Fame - He's a thief, so he tries to stay under the radar.
Power - Not interested.
Good deeds - Not a hippie.
I'd say generally my character doesn't need a hook. He just wants to get XP to level, so that he can increase his abilities. But if you threw in a quest feat or some other bonus to his natural abilities as a reward, that would definitely motivate him.
If you are actually going to *fight* to not have a reason to work with the group, it's hardly the DM's fault if your character gets left in the bar.
And yeah, if this is one character, he's insane, being a person who steals things but has an anti-materialist Exalted feat and yet heaps contempt on doing good deeds, as well as being a power-craving person who isn't interested in power. Saying that he's cuckoo for cocoa-puffs would have been a shorter, and equally useful, character description.

RicoTheBold |

It wouldn't be such a difficult thing for me if my players were just a little more considerate of the other people sitting at the table, but they're not. The aforementioned roll-players hear "girls missing after going to the cemetary to visit their father's grave" and immediately start heading that way, leaving several of the players behind. The others are content to do frivolous crap in the bar, and I am left with forcing their hands, or letting the party split. Every time the party splits, though, the players who aren't actively involved with the current action get bored and start distracting everyone else.
Of course, once they all get to the cemetary and are slaughtering zombies all is well and right with the group, but still. The first few minutes if any campaign are always the worst for me.

= = =

# Short problem 1:
Answer these questions using the gaming forum excerpt.
(a) Why does the thief character try to stay under the radar?
(b) According to the player, what does the character want XP for?
(c) What are the players slaughtering once they all get to the cemetery?
# Short problem 2:
Reproduce word for word the passage of the gaming forum excerpt that begins at the words "I'd say generally" and stops after "in the bar.".

(Region annotation listing)
= = =

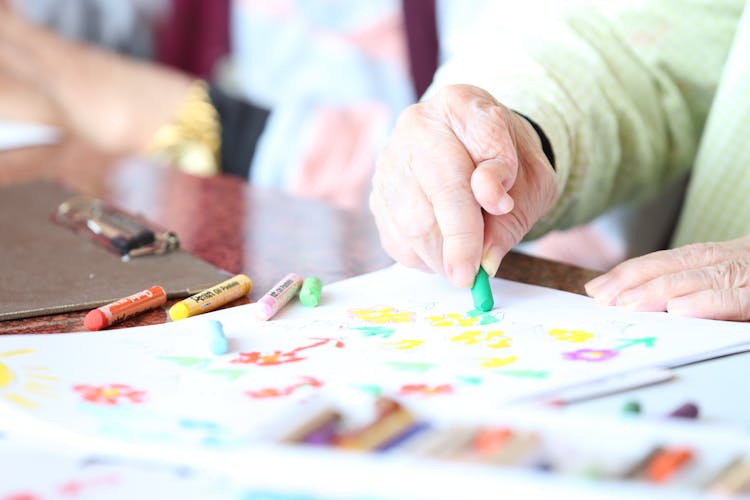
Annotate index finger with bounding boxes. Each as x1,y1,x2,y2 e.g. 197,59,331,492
417,132,484,288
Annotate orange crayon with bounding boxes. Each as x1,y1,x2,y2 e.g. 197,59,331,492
83,286,167,330
646,448,693,483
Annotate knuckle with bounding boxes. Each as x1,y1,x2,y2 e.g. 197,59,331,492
670,242,721,269
709,260,744,290
735,287,750,321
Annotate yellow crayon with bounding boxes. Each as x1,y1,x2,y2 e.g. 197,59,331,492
169,274,253,321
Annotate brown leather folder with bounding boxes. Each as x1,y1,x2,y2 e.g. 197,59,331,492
0,181,229,321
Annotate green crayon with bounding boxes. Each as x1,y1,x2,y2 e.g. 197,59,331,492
299,276,323,307
622,401,641,415
471,266,495,312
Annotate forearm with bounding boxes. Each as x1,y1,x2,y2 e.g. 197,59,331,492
433,1,743,236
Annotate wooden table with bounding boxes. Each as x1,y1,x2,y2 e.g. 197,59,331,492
0,142,596,334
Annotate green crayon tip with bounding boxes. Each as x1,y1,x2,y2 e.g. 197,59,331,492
299,276,323,307
471,266,495,312
622,401,641,415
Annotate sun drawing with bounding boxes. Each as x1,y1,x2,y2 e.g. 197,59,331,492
0,349,58,410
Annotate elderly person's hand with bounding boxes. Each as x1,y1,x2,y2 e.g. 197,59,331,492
586,235,750,321
370,85,556,287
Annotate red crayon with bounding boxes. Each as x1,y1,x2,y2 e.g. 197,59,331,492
83,286,167,330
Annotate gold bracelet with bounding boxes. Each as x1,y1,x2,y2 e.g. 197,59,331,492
148,80,221,176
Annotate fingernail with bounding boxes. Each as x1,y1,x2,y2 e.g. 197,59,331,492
583,274,609,297
667,297,697,318
615,290,641,309
448,264,478,288
500,193,515,214
481,247,503,277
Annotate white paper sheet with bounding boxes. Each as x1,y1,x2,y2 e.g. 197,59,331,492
0,120,60,151
0,266,750,449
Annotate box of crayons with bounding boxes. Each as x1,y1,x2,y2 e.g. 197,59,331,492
268,398,750,498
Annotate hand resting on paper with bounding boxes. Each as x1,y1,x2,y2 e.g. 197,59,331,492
586,235,750,321
370,85,556,287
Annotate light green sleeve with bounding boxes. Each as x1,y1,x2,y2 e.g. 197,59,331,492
429,0,745,238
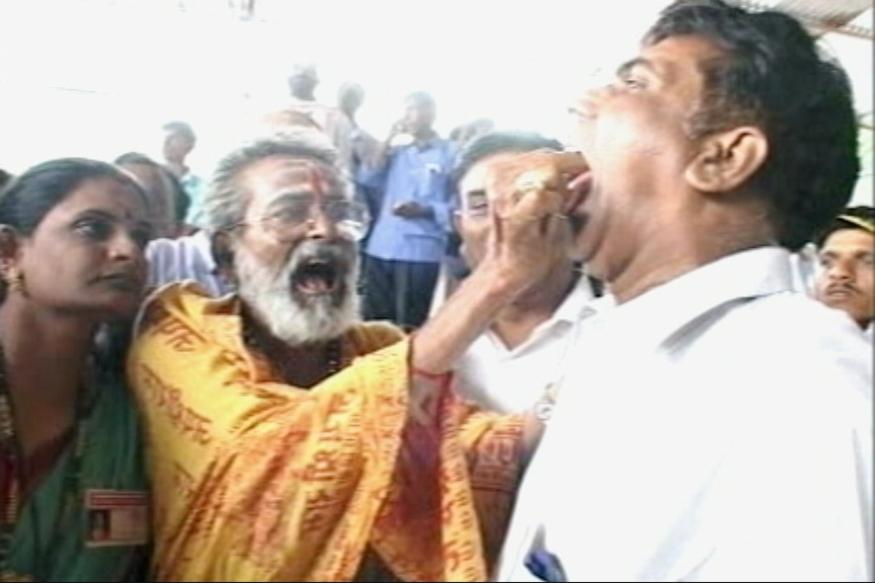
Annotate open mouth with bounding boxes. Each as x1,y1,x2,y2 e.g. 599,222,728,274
292,259,341,296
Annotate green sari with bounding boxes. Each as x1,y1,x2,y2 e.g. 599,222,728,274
0,376,149,581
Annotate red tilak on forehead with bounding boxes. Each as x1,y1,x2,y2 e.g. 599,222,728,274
301,162,327,196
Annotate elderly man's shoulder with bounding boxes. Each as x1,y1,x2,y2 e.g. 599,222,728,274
136,280,236,332
346,321,407,354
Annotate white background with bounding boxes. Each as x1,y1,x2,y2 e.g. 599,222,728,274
0,0,873,204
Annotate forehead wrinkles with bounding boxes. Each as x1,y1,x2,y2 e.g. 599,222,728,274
240,156,346,216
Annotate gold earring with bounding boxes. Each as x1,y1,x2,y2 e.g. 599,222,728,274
3,269,24,293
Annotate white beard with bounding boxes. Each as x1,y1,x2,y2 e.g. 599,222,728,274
234,244,361,346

= = =

# Finished answer 1:
(a) Because he's a thief.
(b) To level, so that he can increase his abilities.
(c) Zombies.

# Finished answer 2:
I'd say generally my character doesn't need a hook. He just wants to get XP to level, so that he can increase his abilities. But if you threw in a quest feat or some other bonus to his natural abilities as a reward, that would definitely motivate him.
If you are actually going to *fight* to not have a reason to work with the group, it's hardly the DM's fault if your character gets left in the bar.